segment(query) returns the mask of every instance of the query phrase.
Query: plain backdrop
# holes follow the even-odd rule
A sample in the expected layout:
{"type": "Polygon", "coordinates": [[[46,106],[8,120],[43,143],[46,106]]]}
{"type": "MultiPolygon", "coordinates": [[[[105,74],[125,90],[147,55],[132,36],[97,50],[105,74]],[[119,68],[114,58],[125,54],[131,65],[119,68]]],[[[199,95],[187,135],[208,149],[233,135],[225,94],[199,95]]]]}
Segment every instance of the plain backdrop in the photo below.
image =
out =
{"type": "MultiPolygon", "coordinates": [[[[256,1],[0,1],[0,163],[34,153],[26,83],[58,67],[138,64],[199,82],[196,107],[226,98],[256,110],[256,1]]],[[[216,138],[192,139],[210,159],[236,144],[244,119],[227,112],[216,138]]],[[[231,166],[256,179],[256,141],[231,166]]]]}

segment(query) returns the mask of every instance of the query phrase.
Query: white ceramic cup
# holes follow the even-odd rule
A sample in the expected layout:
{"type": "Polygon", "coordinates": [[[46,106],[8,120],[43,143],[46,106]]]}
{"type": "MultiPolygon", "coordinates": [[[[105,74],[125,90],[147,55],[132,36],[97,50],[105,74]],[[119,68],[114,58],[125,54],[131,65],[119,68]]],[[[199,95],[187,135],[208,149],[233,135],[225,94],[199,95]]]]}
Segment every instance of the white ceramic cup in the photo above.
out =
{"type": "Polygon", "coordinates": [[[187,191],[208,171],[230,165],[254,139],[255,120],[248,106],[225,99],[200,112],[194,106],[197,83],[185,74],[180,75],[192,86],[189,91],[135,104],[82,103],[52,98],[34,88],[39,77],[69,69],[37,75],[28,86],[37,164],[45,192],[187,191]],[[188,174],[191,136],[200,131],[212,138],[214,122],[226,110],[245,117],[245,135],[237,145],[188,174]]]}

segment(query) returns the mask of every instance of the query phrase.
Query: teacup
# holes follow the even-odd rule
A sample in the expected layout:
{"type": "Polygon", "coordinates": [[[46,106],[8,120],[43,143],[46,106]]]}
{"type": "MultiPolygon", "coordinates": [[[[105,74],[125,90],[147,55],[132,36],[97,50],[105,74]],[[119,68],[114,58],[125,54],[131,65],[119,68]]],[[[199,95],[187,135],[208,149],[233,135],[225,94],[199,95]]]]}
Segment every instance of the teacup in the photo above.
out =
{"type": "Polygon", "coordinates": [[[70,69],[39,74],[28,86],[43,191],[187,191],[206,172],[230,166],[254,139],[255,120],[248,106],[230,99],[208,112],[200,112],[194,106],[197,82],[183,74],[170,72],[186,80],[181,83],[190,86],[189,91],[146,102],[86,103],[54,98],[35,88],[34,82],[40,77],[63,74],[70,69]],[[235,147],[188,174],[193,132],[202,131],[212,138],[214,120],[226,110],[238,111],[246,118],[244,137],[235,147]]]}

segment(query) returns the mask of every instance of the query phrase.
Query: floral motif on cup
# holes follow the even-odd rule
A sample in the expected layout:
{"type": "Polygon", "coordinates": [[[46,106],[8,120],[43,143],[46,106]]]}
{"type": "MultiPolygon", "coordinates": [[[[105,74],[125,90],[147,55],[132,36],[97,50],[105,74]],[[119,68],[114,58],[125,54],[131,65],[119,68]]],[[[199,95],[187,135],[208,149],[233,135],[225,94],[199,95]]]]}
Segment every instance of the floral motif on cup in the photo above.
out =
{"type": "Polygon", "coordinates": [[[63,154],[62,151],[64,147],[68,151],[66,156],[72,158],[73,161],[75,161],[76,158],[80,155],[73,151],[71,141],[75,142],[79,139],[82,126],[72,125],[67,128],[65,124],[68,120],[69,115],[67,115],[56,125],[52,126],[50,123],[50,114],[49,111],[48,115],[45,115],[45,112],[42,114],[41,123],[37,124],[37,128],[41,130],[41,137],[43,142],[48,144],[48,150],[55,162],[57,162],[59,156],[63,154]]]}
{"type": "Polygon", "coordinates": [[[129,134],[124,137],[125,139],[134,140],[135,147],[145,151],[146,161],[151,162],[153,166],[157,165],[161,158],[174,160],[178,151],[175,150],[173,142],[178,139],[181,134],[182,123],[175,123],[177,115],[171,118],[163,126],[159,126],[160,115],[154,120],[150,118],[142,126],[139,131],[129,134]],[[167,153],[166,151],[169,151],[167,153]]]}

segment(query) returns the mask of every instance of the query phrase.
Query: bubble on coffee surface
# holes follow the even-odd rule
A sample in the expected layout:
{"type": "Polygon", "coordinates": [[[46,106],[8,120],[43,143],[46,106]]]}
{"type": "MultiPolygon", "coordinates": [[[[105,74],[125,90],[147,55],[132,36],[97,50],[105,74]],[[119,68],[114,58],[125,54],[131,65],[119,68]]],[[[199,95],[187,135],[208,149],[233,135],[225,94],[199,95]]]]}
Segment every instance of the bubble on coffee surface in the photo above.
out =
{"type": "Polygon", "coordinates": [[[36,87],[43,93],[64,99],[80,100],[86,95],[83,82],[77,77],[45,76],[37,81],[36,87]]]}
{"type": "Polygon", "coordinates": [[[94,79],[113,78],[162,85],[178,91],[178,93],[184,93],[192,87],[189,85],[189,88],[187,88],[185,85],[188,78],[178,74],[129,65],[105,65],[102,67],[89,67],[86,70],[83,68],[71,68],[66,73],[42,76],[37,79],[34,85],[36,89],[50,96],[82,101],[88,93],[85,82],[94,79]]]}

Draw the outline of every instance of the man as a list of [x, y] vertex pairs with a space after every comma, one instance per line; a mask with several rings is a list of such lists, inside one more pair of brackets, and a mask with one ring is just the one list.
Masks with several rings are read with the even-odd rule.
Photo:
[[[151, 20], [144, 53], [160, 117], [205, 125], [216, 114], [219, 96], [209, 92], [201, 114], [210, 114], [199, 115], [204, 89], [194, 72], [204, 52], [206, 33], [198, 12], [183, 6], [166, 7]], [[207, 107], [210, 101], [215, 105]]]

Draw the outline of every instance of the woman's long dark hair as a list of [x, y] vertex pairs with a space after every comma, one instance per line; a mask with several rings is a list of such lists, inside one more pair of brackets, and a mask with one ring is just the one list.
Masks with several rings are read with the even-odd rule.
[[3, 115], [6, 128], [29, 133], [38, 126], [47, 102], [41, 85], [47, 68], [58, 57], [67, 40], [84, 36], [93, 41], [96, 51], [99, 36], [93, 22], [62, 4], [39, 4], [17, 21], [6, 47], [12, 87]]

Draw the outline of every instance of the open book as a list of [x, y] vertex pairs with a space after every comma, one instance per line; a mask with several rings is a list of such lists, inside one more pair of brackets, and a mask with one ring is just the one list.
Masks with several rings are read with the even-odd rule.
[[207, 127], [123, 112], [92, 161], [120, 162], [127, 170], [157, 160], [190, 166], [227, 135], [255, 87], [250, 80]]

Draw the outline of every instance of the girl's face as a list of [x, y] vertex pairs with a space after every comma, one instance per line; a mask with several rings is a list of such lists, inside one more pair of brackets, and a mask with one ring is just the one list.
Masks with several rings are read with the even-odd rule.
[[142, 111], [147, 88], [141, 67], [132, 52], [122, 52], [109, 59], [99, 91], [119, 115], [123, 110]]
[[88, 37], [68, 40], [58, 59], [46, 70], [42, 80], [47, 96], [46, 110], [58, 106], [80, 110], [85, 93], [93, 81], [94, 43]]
______
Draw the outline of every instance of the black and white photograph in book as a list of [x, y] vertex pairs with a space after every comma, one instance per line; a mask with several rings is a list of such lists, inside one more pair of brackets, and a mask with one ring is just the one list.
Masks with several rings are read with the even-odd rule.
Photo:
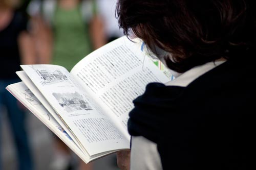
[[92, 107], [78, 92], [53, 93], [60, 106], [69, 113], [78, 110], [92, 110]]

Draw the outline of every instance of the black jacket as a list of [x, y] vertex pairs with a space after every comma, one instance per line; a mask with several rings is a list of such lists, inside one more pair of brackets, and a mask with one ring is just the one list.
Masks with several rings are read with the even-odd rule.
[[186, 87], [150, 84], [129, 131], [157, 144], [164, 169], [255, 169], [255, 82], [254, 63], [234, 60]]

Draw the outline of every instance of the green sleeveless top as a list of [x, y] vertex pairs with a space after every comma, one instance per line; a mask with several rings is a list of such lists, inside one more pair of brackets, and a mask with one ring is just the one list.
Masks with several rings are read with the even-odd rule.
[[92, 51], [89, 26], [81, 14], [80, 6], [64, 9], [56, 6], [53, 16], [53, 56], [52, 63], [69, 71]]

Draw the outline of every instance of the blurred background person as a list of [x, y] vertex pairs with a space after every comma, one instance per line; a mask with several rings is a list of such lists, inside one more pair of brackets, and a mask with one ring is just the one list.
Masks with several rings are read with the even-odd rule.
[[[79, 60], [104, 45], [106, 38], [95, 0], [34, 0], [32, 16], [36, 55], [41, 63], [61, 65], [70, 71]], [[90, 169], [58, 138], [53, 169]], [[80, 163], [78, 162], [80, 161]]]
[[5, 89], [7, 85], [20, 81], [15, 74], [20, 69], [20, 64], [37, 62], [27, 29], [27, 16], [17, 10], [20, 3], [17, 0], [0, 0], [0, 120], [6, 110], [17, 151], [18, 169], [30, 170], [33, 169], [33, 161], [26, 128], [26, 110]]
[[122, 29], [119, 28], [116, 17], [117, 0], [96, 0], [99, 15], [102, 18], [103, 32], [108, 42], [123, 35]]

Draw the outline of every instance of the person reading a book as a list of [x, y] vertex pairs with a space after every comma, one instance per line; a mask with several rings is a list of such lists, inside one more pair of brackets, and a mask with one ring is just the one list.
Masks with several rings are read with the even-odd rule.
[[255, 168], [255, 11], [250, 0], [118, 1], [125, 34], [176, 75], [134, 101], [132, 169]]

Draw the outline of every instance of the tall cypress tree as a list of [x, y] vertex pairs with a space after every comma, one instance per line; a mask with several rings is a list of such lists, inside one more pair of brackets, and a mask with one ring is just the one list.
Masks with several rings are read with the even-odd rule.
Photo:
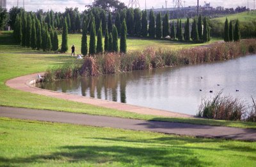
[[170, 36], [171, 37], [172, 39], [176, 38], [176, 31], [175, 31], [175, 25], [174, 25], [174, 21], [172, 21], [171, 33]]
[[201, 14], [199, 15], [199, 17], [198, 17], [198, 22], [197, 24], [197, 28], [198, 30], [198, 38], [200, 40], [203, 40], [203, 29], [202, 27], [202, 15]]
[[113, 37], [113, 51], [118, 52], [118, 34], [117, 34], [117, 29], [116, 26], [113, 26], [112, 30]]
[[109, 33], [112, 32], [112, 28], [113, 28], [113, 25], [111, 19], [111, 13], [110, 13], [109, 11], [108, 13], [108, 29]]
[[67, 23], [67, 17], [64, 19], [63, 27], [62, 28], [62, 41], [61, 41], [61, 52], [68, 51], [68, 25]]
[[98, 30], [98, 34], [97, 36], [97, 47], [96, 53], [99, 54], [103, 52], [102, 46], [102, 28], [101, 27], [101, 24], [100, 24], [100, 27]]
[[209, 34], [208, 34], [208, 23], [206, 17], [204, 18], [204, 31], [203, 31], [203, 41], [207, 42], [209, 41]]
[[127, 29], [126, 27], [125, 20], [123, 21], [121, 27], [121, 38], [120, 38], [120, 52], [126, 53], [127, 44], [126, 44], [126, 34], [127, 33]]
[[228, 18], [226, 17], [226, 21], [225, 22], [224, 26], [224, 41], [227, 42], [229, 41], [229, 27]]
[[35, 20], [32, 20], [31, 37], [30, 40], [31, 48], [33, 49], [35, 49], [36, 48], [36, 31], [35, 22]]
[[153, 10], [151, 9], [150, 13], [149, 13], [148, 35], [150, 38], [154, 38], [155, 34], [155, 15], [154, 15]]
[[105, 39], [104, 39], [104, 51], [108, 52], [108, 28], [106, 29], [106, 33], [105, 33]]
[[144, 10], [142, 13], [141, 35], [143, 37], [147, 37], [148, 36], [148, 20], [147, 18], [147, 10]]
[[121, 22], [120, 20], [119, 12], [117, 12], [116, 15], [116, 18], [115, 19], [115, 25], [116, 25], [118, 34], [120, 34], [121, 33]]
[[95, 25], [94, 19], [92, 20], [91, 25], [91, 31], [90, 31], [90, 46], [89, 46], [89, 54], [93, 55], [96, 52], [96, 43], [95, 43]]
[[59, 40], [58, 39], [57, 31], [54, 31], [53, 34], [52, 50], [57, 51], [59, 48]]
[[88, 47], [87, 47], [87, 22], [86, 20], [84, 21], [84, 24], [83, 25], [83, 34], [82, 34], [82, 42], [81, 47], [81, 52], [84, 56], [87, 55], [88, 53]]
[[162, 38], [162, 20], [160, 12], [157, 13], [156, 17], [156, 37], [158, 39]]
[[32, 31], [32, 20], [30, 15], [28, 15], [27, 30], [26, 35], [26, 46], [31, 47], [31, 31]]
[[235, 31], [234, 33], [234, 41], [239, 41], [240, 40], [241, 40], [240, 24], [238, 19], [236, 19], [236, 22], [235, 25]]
______
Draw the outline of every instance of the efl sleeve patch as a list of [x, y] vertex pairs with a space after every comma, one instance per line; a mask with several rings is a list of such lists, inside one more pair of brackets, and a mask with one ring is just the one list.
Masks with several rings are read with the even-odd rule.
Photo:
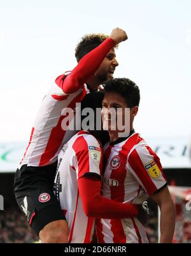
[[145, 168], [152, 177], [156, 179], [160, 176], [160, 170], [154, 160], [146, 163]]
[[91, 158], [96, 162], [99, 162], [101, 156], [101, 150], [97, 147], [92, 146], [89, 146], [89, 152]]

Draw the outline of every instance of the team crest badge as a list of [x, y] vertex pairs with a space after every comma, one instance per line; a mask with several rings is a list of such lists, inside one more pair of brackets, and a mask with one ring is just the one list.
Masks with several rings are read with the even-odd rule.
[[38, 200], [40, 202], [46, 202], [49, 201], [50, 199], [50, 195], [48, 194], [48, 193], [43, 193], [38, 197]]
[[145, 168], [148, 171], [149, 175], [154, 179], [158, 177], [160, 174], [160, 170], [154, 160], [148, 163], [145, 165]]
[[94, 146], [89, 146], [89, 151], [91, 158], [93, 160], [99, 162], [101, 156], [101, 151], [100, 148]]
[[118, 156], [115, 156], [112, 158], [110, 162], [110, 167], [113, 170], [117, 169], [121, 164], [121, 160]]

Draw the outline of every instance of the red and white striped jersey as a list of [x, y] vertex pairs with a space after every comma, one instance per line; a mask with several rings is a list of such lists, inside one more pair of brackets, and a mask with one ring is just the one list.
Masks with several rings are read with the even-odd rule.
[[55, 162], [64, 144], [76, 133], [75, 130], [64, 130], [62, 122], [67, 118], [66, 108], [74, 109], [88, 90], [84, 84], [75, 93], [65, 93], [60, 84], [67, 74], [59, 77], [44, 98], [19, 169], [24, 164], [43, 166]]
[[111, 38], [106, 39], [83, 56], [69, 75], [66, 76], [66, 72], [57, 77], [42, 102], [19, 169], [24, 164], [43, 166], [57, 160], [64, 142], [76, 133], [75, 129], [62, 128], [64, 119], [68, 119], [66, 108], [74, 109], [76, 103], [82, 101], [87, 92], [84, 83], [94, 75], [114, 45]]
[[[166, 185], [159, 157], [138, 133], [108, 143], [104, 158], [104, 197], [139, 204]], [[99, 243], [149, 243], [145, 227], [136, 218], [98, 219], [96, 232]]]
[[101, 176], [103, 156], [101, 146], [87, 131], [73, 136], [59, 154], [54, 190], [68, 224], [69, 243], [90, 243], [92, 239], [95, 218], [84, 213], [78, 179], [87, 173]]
______
WHAT TO DO: Put the lines of the records from the line with "Draw the outline of every instance of the blurred" up to and including the line with "162], [80, 161]]]" into a JSON list of strings, one string per line, leaving out any blank lines.

REPLY:
[
  "Draw the outline of every instance of the blurred background person as a list of [x, y] vertex pairs with a space after every comma, one instance per line; a mask with several rings is a list of such lists, inside one more pair of brackets, and a mask with one ring is just the one list.",
  "Masks with several rings are read with the even-odd rule.",
  "[[[79, 60], [104, 45], [106, 38], [95, 0], [34, 0], [32, 16], [36, 55], [41, 63], [61, 65], [70, 71]], [[90, 169], [58, 138], [53, 169]], [[80, 163], [78, 162], [80, 161]]]"
]